Reproduce each of the entries below word for word, with nothing altered.

Source entries:
——————

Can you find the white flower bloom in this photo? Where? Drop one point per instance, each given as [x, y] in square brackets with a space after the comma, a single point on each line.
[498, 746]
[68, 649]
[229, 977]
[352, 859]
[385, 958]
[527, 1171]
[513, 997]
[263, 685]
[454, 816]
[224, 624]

——————

### Finished answer:
Can you find the white flower bloom in this photo? Where? Drop one point per instance, each given as [x, y] in square brackets with a space after the comma, a single point on each line.
[498, 746]
[68, 649]
[229, 977]
[352, 859]
[385, 958]
[527, 1171]
[513, 997]
[263, 685]
[454, 816]
[224, 624]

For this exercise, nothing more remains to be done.